### DATA TO PROCESS
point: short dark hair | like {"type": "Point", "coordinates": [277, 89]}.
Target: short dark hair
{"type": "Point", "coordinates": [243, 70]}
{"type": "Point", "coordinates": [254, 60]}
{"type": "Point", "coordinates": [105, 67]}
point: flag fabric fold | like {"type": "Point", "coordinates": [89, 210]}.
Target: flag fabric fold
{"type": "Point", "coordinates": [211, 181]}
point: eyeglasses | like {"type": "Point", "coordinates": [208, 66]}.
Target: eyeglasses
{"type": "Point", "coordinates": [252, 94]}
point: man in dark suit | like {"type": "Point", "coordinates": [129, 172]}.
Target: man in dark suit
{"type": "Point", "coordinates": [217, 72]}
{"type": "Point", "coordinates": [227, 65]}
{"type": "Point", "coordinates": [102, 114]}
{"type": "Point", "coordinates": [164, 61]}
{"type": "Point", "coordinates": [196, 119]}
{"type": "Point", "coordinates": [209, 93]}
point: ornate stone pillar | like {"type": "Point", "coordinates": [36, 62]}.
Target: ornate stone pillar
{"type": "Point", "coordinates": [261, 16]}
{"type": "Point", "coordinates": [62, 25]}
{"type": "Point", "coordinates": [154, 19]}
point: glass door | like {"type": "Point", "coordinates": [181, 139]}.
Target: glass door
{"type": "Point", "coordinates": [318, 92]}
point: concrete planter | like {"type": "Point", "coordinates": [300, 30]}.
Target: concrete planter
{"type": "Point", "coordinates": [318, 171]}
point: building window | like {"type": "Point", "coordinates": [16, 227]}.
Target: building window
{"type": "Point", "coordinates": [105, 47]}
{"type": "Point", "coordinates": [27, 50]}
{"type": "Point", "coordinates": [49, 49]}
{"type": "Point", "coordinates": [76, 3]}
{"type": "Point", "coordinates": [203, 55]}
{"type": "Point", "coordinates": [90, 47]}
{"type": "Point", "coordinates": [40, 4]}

--

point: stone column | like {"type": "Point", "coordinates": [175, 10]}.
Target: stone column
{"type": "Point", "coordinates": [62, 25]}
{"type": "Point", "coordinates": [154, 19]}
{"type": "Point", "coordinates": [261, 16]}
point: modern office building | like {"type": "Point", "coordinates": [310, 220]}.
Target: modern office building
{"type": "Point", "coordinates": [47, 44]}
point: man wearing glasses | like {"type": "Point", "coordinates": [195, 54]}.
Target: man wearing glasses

...

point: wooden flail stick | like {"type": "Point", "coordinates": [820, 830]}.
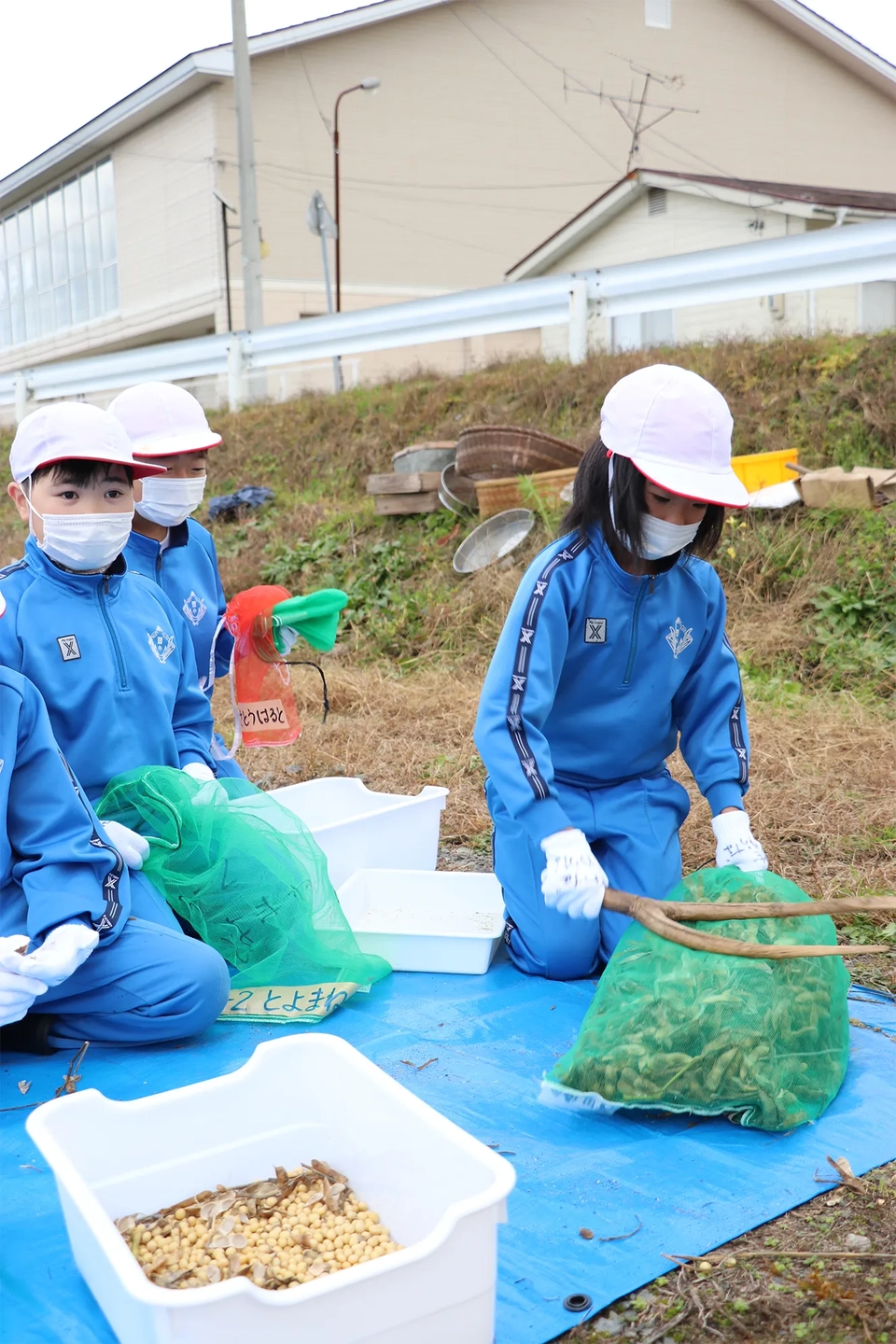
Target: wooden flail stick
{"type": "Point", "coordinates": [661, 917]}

### CHALLENGE
Rewrite the part of the material that opens with the line containing "point: modern office" and closes with the line containing "Target: man wearing glasses". Change "office" to "apartment" and keep everything else the same.

### EXERCISE RESPONSE
point: modern apartment building | like {"type": "Point", "coordinates": [310, 220]}.
Target: modern apartment building
{"type": "Point", "coordinates": [47, 44]}
point: man wearing glasses | like {"type": "Point", "coordinates": [195, 54]}.
Target: man wearing glasses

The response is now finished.